WORK TO COMPLETE = Reproduce exactly the stretch of lines running from the line with "Query — hillside" to the end of the entries below.

DATASET RECORDS =
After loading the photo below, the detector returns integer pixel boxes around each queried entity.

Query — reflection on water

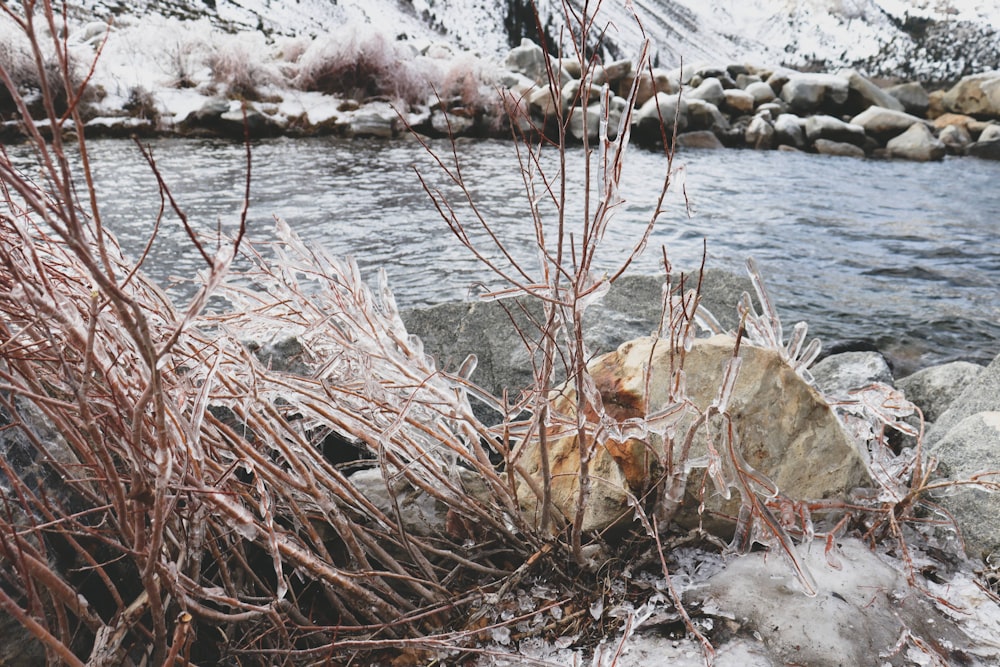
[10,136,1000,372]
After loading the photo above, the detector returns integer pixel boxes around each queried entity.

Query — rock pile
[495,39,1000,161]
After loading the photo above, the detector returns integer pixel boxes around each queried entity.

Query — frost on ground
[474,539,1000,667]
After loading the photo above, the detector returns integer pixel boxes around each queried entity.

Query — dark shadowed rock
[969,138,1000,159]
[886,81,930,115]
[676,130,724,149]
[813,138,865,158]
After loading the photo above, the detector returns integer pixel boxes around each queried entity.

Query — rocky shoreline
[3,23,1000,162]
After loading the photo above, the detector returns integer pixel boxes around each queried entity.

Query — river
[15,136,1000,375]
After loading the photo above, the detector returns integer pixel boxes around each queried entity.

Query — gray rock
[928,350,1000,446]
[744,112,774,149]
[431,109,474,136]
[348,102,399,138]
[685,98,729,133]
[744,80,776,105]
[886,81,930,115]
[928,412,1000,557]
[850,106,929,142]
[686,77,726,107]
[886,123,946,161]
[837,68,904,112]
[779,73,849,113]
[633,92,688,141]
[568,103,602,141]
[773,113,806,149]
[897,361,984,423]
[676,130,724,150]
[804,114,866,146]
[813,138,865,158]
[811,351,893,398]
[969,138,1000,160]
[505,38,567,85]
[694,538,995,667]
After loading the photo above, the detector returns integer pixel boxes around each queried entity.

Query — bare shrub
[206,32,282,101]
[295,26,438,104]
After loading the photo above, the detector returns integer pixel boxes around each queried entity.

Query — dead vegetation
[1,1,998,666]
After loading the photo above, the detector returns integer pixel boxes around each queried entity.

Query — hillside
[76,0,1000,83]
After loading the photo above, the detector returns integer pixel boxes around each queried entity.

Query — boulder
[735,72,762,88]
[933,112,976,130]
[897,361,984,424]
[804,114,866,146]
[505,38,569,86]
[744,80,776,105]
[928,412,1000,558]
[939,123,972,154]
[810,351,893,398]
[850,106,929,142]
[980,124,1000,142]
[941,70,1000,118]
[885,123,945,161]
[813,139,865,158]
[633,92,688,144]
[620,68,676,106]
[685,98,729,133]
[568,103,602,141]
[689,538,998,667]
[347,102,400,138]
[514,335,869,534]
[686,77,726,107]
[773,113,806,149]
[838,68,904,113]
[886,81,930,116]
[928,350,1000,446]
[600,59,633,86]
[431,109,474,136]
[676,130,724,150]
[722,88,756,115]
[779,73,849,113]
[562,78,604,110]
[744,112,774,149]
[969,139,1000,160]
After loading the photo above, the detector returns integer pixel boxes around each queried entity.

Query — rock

SOLVED PROBLEM =
Query — hillside
[76,0,1000,83]
After loading the photo above, the detector returns integer pixel boxes around each queried entity.

Query — boulder
[735,72,762,88]
[933,112,976,130]
[897,361,984,424]
[804,114,866,146]
[505,38,569,86]
[744,80,776,105]
[928,412,1000,558]
[939,123,972,154]
[810,351,893,398]
[850,106,929,142]
[980,124,1000,142]
[941,70,1000,118]
[885,123,945,161]
[813,139,865,158]
[633,92,688,144]
[620,68,676,106]
[685,98,729,133]
[568,103,602,141]
[689,538,998,667]
[347,102,400,138]
[514,335,869,534]
[686,77,726,107]
[773,113,806,149]
[838,68,904,113]
[886,81,930,116]
[928,350,1000,446]
[600,59,633,86]
[431,109,474,136]
[676,130,724,150]
[722,88,756,115]
[779,73,849,113]
[562,78,604,110]
[744,112,774,149]
[969,139,1000,160]
After loading the photo above, the detector returns integer pixel boxes around each queried entity.

Query — rock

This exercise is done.